[Dataset listing of object locations]
>> START

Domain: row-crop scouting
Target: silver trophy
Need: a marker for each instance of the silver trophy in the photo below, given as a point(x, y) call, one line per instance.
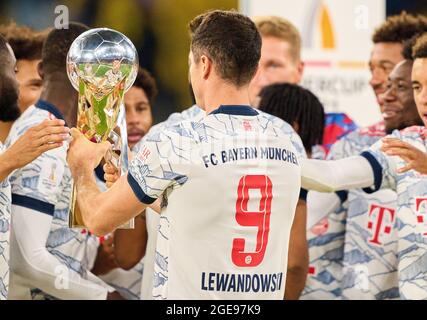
point(102, 65)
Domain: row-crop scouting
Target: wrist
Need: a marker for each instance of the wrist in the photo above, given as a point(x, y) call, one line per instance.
point(7, 162)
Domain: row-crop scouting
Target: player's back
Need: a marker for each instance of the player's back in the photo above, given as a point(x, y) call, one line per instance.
point(225, 229)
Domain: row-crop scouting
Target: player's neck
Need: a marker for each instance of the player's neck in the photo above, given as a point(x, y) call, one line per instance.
point(4, 130)
point(225, 95)
point(64, 97)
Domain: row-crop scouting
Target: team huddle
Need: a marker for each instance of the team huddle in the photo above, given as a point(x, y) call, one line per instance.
point(251, 193)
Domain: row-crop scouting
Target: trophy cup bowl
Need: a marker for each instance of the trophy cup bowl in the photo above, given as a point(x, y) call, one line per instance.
point(102, 65)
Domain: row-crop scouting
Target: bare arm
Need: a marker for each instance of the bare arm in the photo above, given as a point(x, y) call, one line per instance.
point(415, 158)
point(46, 136)
point(102, 212)
point(334, 175)
point(297, 254)
point(130, 244)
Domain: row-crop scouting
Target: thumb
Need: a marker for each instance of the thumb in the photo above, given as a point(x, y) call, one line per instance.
point(104, 147)
point(75, 133)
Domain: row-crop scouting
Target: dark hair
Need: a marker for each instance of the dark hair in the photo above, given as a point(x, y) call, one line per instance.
point(294, 104)
point(231, 40)
point(26, 43)
point(419, 50)
point(399, 28)
point(56, 46)
point(146, 82)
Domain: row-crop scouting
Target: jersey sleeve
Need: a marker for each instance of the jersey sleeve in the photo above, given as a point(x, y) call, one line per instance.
point(160, 164)
point(383, 166)
point(37, 185)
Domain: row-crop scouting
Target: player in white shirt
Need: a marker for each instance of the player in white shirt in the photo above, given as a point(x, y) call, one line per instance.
point(48, 259)
point(46, 136)
point(369, 255)
point(227, 212)
point(378, 170)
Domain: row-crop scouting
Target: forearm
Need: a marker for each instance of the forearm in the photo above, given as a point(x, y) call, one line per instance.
point(6, 165)
point(295, 282)
point(297, 266)
point(89, 197)
point(130, 244)
point(41, 269)
point(320, 205)
point(330, 176)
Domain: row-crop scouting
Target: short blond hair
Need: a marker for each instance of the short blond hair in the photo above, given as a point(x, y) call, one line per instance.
point(277, 27)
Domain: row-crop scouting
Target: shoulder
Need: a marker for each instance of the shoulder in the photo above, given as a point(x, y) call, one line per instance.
point(276, 122)
point(30, 118)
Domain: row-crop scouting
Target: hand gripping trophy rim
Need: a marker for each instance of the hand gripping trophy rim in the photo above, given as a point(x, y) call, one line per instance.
point(102, 65)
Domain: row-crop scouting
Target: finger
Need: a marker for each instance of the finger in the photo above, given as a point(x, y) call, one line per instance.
point(49, 123)
point(103, 147)
point(405, 168)
point(75, 133)
point(110, 177)
point(400, 152)
point(397, 144)
point(46, 147)
point(52, 130)
point(53, 138)
point(110, 169)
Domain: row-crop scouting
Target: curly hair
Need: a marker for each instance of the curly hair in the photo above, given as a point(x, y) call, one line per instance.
point(296, 105)
point(231, 40)
point(26, 43)
point(419, 50)
point(399, 28)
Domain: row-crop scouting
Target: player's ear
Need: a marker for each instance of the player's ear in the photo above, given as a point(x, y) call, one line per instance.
point(40, 69)
point(206, 66)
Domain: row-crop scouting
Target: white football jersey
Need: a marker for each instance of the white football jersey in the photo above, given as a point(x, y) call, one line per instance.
point(5, 201)
point(410, 218)
point(44, 185)
point(229, 186)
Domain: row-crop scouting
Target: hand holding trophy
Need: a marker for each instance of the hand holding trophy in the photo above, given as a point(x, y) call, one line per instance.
point(102, 65)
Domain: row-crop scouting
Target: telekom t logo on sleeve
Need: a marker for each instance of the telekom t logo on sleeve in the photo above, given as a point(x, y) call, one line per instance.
point(380, 222)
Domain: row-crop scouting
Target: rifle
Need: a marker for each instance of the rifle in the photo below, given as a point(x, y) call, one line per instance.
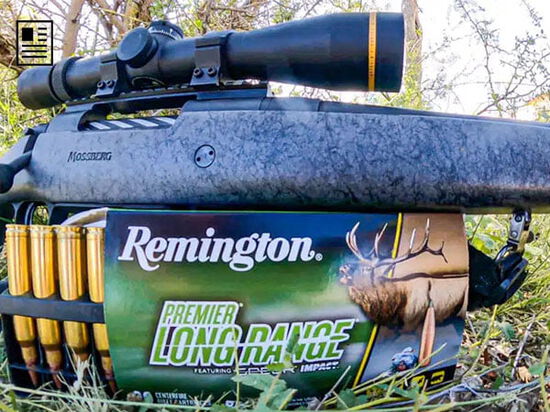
point(235, 146)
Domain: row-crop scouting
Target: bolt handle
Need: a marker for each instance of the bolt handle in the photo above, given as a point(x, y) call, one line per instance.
point(9, 170)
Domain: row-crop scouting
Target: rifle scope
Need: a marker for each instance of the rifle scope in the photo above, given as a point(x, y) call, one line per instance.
point(351, 51)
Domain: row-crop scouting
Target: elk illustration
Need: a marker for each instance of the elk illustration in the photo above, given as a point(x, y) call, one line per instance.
point(407, 300)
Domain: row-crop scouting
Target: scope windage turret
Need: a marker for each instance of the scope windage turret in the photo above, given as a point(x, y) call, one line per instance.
point(352, 51)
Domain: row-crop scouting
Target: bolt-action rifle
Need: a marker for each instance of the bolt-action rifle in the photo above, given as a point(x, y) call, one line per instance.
point(235, 146)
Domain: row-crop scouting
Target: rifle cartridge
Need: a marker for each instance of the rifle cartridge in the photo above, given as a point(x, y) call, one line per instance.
point(44, 281)
point(72, 283)
point(95, 258)
point(19, 283)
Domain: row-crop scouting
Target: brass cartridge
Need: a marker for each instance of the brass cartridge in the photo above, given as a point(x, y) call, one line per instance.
point(72, 283)
point(44, 285)
point(19, 283)
point(95, 257)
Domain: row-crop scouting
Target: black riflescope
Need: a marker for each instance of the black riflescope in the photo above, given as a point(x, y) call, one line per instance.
point(350, 51)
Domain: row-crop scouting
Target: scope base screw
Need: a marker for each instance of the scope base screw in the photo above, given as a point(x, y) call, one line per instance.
point(204, 156)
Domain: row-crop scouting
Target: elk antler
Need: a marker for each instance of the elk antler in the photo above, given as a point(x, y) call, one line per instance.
point(351, 241)
point(412, 252)
point(372, 258)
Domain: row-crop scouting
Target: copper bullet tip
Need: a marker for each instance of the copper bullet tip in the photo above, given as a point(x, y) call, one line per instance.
point(34, 376)
point(56, 380)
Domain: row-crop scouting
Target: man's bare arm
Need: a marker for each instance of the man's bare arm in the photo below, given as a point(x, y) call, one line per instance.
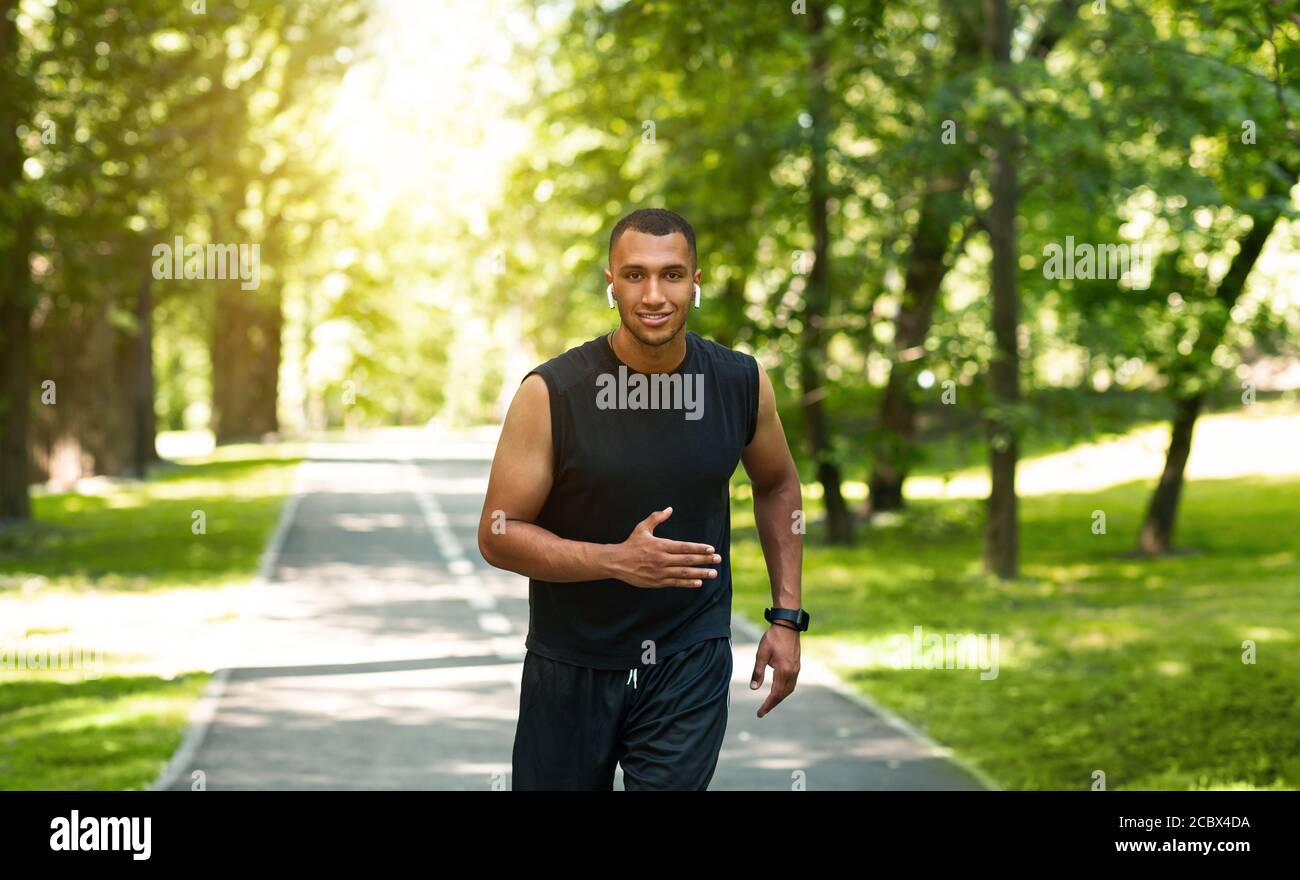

>> END

Copy the stretch from the start of the listing above through the line containing "point(64, 97)", keeping every request, and shift each point coordinate in the answers by adding 63 to both numbers. Omit the pictures from your copy.

Domain: row-crop scouting
Target: silver trophy
Need: a marker for each instance of the silver trophy in the photo below, given as a point(x, y) call, one line per instance.
point(165, 128)
Domain: row-crop scouting
Target: wrist
Need: a marker for each instance of the wrist in the photo above, given as a point(x, y) call, one line per instance.
point(70, 225)
Domain: row-crop scouting
Target: player's back
Need: a marker for each instance of the player's back in the photo above, given as a point(x, y) call, one line per instance.
point(288, 292)
Domain: row-crop scouting
Target: player's neck
Need: a marker for each instance of the player's neck in the photo above, given as a point(x, y) call, one line per instance.
point(67, 193)
point(288, 158)
point(127, 160)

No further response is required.